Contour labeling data
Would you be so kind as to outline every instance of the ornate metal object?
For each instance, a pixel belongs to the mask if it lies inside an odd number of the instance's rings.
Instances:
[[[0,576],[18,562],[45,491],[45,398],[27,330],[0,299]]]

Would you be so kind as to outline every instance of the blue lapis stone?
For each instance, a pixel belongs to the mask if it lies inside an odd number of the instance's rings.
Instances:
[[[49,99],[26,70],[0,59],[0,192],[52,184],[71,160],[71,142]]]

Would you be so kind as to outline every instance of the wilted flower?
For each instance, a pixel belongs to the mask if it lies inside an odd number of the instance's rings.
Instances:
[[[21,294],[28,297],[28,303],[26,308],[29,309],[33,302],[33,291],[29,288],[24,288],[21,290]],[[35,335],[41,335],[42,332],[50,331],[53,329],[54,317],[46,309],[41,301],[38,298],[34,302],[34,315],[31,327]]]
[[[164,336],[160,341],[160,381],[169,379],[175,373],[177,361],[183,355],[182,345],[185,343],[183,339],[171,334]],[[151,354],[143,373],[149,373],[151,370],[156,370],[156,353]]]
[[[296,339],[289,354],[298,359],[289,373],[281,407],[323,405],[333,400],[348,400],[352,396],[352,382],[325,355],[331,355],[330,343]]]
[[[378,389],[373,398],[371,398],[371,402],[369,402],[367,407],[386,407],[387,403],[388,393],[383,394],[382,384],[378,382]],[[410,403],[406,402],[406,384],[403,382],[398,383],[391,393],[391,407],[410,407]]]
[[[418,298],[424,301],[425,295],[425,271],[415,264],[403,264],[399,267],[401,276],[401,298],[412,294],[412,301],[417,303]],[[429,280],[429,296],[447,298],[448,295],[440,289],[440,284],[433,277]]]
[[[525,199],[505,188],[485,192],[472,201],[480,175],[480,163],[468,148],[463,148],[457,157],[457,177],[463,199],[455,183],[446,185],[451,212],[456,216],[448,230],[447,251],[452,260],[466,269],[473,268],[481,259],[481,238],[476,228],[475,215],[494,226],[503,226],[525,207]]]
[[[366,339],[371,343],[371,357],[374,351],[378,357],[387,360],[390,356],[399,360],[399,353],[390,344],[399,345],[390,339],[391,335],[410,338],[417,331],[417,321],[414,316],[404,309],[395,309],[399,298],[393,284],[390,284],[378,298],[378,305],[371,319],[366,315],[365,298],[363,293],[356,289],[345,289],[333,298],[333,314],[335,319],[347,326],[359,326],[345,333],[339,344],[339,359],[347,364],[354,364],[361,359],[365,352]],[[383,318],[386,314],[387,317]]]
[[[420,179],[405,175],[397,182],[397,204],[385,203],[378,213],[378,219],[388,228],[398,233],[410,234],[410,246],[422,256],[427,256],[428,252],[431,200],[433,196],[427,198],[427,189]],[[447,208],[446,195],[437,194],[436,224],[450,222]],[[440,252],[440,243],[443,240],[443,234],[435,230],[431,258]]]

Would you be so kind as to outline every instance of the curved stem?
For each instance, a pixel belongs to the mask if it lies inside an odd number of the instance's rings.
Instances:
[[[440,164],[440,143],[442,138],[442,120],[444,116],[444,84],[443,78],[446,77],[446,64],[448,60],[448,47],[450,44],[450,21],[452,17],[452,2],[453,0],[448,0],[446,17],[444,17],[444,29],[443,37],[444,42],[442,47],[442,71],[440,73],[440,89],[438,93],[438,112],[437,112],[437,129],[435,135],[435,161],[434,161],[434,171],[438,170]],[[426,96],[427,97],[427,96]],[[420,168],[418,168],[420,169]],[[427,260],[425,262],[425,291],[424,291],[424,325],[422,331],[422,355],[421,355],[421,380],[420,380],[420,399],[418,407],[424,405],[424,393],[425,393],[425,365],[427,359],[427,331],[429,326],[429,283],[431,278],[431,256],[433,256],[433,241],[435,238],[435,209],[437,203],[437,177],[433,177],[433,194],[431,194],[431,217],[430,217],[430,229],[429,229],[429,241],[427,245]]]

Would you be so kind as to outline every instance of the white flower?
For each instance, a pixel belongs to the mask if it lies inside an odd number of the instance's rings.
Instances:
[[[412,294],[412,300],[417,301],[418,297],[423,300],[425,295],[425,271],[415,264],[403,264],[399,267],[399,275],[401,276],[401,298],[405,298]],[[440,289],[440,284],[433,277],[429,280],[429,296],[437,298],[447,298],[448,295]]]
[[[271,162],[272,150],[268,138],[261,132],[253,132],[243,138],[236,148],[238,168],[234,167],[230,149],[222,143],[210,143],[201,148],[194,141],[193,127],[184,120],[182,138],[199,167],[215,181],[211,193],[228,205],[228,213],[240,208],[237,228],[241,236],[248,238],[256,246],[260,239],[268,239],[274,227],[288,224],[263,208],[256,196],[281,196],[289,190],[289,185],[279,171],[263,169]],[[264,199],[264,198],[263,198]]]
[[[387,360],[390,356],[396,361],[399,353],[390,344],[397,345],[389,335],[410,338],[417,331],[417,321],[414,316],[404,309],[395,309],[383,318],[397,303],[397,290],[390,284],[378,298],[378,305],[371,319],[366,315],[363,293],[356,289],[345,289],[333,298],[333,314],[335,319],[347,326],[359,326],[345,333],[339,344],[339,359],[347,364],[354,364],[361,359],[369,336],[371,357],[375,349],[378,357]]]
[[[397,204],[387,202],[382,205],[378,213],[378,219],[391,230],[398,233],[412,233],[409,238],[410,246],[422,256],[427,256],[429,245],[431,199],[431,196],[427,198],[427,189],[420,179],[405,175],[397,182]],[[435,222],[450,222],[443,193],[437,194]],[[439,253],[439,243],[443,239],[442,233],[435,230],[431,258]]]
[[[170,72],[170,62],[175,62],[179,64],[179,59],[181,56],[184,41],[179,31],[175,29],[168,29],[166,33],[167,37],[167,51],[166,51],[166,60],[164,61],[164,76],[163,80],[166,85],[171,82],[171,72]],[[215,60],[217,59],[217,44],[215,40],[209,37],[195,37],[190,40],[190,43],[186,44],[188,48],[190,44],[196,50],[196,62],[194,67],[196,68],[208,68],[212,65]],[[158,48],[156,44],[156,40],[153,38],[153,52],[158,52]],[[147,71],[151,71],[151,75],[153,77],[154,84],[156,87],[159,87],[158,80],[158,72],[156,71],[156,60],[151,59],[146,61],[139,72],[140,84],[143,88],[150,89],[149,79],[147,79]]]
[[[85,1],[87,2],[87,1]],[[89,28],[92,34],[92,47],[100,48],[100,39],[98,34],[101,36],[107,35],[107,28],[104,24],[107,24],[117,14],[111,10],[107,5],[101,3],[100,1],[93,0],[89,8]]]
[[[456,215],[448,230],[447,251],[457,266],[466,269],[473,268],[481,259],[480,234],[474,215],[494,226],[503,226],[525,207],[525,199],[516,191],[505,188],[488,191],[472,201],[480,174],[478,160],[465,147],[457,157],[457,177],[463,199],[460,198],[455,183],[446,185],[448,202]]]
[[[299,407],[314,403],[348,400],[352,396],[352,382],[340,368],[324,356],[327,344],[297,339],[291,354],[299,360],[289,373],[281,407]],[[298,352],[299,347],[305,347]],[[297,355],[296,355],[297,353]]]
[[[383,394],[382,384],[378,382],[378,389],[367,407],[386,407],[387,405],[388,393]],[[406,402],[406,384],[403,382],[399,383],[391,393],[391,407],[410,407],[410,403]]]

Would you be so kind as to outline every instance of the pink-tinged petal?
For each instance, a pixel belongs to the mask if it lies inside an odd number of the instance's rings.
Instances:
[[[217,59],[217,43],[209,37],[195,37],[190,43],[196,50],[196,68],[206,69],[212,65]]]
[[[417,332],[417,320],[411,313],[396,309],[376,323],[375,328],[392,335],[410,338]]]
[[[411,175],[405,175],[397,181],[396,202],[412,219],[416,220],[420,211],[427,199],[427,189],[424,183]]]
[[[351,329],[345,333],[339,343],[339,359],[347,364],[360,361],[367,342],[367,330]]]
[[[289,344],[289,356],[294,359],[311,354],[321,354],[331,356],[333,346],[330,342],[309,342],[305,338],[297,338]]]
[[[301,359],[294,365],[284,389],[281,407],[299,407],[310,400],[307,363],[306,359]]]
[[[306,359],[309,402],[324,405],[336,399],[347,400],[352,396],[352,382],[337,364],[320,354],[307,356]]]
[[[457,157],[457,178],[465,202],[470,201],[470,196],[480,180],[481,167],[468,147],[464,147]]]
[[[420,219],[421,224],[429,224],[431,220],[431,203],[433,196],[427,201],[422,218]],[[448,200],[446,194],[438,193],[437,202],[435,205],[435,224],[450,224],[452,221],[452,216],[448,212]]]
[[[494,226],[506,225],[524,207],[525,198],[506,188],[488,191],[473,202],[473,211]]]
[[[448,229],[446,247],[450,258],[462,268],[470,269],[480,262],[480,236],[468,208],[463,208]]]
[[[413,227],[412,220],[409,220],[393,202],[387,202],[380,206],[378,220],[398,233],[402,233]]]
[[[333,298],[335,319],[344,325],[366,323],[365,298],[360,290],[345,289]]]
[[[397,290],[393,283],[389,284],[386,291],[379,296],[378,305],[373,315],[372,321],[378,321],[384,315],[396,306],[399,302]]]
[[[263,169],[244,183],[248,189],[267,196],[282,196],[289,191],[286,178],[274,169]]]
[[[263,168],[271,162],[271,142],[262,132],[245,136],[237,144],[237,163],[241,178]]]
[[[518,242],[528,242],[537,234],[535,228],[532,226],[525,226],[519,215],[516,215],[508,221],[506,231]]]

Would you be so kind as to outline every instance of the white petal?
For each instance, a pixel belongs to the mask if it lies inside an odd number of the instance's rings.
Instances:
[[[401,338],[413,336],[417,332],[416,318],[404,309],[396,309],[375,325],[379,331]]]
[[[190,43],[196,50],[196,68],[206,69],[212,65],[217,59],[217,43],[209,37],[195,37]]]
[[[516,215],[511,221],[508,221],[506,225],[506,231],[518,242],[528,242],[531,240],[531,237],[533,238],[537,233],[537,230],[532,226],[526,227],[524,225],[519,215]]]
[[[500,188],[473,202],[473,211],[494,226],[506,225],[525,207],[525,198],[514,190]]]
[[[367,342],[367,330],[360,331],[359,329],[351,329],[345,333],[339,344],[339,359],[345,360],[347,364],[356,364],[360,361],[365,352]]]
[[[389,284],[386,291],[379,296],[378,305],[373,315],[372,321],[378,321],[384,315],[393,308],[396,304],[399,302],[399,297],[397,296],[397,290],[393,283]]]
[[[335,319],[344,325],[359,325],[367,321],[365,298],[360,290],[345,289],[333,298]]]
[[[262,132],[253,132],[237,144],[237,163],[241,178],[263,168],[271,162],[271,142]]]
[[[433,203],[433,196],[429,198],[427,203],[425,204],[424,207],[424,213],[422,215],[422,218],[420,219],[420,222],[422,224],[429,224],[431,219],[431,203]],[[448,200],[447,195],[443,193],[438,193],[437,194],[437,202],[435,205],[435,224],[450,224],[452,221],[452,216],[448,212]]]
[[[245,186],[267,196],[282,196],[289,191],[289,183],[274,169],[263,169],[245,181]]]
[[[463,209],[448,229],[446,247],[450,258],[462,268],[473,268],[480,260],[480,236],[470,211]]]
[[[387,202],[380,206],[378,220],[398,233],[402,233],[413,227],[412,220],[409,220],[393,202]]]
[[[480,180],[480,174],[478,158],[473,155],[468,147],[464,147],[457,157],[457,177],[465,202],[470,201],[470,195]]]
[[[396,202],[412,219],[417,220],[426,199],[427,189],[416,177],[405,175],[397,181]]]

GIVEN INSTRUCTION:
Rewrite only the part of the data that opens at its start and closes with the line containing "[[[49,99],[26,70],[0,59],[0,192],[52,184],[71,160],[71,142]]]", with "ornate metal object" replaced by "decorative metal object" and everything else unchanged.

SOLUTION FOR THIS TASK:
Would you be so kind as to outline every instance of the decorative metal object?
For each instance, a pixel belongs to the mask if it lies inside an odd number of the instance's rings.
Instances:
[[[0,576],[18,562],[45,491],[45,398],[27,330],[0,299]]]

Would you be so kind as to outline every instance of the blue lapis stone?
For each instance, a pixel belongs to the mask if it lies inside an odd number of the instance's rings.
Instances:
[[[49,99],[26,70],[0,59],[0,192],[52,184],[71,160],[71,142]]]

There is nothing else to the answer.